• [What is required]
Write out the data again in full, keeping every character the same.

• [Input for this task]
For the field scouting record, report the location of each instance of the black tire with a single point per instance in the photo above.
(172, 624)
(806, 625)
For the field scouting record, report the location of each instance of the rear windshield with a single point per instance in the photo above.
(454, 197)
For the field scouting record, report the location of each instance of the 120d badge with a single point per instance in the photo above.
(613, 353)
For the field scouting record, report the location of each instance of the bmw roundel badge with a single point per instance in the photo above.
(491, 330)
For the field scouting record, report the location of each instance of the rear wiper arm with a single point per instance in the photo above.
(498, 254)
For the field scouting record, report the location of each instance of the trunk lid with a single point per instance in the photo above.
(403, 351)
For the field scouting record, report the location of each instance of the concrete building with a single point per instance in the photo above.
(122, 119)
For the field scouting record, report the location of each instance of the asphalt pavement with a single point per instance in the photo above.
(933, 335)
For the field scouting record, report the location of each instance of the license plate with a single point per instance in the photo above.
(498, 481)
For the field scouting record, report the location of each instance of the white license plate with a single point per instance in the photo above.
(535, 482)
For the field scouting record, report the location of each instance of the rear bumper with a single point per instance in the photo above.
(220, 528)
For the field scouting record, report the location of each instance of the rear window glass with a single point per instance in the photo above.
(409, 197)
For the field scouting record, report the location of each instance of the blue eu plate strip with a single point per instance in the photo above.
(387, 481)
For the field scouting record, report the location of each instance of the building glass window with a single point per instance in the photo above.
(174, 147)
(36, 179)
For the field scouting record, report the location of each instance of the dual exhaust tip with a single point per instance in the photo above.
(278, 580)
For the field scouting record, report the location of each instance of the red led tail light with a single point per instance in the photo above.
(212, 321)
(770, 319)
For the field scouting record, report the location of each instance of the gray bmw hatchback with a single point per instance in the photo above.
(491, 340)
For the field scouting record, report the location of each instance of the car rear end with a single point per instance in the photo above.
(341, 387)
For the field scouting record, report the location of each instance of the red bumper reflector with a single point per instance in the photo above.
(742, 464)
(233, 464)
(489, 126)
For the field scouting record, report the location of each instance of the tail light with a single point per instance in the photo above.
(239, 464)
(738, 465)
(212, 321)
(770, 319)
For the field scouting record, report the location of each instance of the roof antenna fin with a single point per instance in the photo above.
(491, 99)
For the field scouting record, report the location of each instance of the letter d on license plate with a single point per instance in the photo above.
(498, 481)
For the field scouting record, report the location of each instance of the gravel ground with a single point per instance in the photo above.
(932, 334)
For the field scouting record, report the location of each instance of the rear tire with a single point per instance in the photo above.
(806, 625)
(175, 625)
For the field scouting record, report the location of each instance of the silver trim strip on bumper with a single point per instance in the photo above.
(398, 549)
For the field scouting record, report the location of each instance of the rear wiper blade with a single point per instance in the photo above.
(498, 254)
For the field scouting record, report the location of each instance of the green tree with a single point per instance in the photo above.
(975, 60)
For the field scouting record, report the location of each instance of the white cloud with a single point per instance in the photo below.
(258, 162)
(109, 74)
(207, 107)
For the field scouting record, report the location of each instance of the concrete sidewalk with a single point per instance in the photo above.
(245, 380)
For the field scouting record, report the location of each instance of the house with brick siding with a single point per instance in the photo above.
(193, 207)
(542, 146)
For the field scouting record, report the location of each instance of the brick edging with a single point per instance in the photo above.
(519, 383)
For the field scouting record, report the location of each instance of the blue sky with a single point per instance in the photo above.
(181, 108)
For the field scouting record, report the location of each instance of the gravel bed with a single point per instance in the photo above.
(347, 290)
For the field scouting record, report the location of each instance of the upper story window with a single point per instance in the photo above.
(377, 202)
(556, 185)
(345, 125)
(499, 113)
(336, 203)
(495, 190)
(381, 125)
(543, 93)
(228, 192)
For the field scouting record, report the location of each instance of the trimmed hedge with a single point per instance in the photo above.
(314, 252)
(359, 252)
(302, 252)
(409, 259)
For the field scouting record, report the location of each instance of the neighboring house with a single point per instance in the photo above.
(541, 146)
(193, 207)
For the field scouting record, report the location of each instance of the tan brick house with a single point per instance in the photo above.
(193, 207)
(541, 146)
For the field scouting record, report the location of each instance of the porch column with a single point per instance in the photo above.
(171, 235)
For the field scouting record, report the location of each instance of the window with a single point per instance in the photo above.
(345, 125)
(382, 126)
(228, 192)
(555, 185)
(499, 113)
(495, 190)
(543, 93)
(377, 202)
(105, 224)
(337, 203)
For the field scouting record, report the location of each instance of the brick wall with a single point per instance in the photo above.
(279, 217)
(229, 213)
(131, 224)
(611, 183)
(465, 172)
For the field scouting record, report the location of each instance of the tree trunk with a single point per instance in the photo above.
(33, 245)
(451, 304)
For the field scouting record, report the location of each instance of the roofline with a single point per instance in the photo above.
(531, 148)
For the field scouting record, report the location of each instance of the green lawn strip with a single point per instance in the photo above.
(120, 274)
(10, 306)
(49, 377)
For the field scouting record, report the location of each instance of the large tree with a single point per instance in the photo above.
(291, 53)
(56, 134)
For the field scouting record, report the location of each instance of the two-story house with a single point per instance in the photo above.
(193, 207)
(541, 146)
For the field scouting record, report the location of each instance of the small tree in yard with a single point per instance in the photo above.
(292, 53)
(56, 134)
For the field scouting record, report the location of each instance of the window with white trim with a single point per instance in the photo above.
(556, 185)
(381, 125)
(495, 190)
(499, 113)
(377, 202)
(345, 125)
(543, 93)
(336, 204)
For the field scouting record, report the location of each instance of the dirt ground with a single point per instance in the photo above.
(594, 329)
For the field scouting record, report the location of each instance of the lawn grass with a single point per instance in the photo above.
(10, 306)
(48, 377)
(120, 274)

• [Final answer]
For the field scouting record, report the location of each instance of the black tire with a single point per instance in the photo above.
(172, 624)
(806, 625)
For the field scouting record, report the location of each instance of the rear windshield with a single point per instance in the photo above.
(454, 197)
For the field scouting record, report the location of each instance of the 120d badge with a single point per instance in the photo above.
(613, 353)
For the field scouting record, report the location of each instance of the bmw roundel badge with a single point per instance in the photo above.
(491, 330)
For the field scouting record, report the location of each instance of the rear wiper arm with a single point per instance in the photo above.
(498, 254)
For the field scouting record, report the location of each instance of the trunk lid with a single point per instance in the photo above.
(403, 351)
For the field scouting record, report the location of each instance of the concrete building with a single point per instance in the photo above.
(122, 119)
For the field scouting record, report the location of each instance of the asphalt pavement with a single point per instance in the photo above.
(933, 335)
For the field scouting record, report the location of each instance of the license plate with a single point per instance in the photo above.
(498, 481)
For the field scouting record, report the location of each instance of the white license plate with a single point per instance in the photo above.
(535, 482)
For the field scouting record, report the location of each instance of the rear bumper with a single point per instance in the photo above.
(220, 528)
For the field scouting record, report the location of each instance of the rear window glass with a single point per instance in the photo above.
(409, 197)
For the field scouting record, report the location of each instance of the blue eu plate strip with a single point per instance in the photo above.
(387, 481)
For the field scouting record, report the location of each instance of the building glass window with a single point per instance in the photo above.
(174, 147)
(36, 179)
For the field scouting record, report the location of each instance of the dual exhaust tip with a single point per instance in the photo above.
(278, 580)
For the field scouting record, report the location of each instance of the red led tail light with a single point per instance in the photo above.
(212, 321)
(770, 319)
For the field scouting record, report the location of each instance of the gray bmw hatchback with a single point per instance in the photo above.
(491, 340)
For the field scouting record, report the location of each instance of the car rear end with a single point per instance in the photo above.
(341, 387)
For the field scouting record, report the location of each instance of the red bumper reflector with a single point per instance in the photo above.
(742, 464)
(233, 464)
(489, 126)
For the field scouting record, report the location of each instance of the tail light with a single point per instance in the photo above.
(239, 464)
(738, 465)
(212, 321)
(770, 319)
For the field scouting record, report the location of each instance of the roof antenna fin with a single point per instance in the photo above.
(491, 99)
For the field scouting record, report the location of each instance of the letter d on license plate with a single point per instance in the photo above.
(498, 481)
For the field scouting record, report the location of each instance of the gravel ground with a single point per instance in the photo above.
(932, 334)
For the field scouting record, report the location of each instance of the rear tire with a single point per instance in the photo above.
(806, 625)
(175, 625)
For the field scouting record, report the location of each instance of the silver trim strip on bumper with a single point per instance in the photo above.
(398, 549)
For the field scouting record, report the location of each instance of the rear wiper blade with a single point per instance in the photo above.
(498, 254)
For the field scouting record, report the location of each instance of the green tree with a single point per instance in the photo above.
(975, 60)
For the field scouting record, report the location of each instance of the white cloud with a single point per instance in the photo below.
(258, 162)
(109, 74)
(207, 107)
For the field scouting record, report the location of each instance of the concrete sidewalk with a single point per instance in the photo above.
(245, 380)
For the field scouting record, report the location of each instance of the house with brick siding with a single point per instance in the photo above.
(193, 207)
(542, 146)
For the field scouting record, report the location of each instance of the brick edging with a single point per instance in the photo above.
(519, 383)
For the field scouting record, report the location of each instance of the blue sky with a single point per instance in the photo above.
(181, 108)
For the field scouting record, report the location of each instance of the gravel bed with a single point per instance in the photo above.
(347, 290)
For the field scouting record, report the location of each instance of the upper story window with a single point per instance in the photo above.
(377, 202)
(556, 185)
(345, 125)
(499, 113)
(336, 203)
(495, 190)
(381, 125)
(543, 93)
(228, 192)
For the field scouting record, report the location of each instance of the trimmed hedge with a single point per instance in the photo above.
(314, 252)
(359, 252)
(302, 252)
(409, 259)
For the field scouting record, report the location of each instance of the neighboring house with a single point per instance in the photo above.
(541, 146)
(193, 207)
For the field scouting record, report the location of each instance of the tan brick house with a single point per instance in the photo above.
(193, 207)
(541, 146)
For the field scouting record, report the location of each instance of the porch column with a single point per instance in the photo above.
(171, 235)
For the field scouting record, report the location of each instance of the window with a single point per instance in the photo above.
(345, 125)
(382, 126)
(228, 192)
(555, 185)
(499, 113)
(495, 190)
(543, 93)
(377, 202)
(105, 224)
(337, 203)
For the field scouting record, report the location of each instance of the brick wall with a single point per instance in the photo above.
(279, 217)
(229, 213)
(131, 224)
(611, 183)
(465, 172)
For the field scouting record, report the location of each instance of the tree trunk with a single point per instance in the photo above.
(33, 245)
(451, 304)
For the field scouting record, report the location of each instance of the roofline with a single point per instance in the photo above.
(531, 148)
For the field scouting record, report the location of each instance of the green lawn strip with a single point per instance in the photo above.
(120, 274)
(10, 306)
(49, 377)
For the field scouting record, report the location of each instance of the large tree with a single point per instance in the photo above.
(291, 53)
(56, 134)
For the field scouting record, report the location of each instance of the two-story house with a single point per instance in the photo above.
(193, 207)
(541, 146)
For the field scouting record, report the location of each instance of the small tree in yard with a single point per instance in the photo above.
(292, 53)
(56, 134)
For the field scouting record, report the location of each instance of the window with white trim with a single point per instance in the photo above.
(556, 185)
(381, 125)
(495, 190)
(499, 113)
(377, 202)
(345, 125)
(543, 93)
(336, 204)
For the field scouting record, report the location of each instance of the dirt ground with a single point per instance in the photo above.
(594, 329)
For the field scouting record, report the location of each instance of the lawn grass with a single point per instance in the photo above.
(10, 306)
(48, 377)
(120, 274)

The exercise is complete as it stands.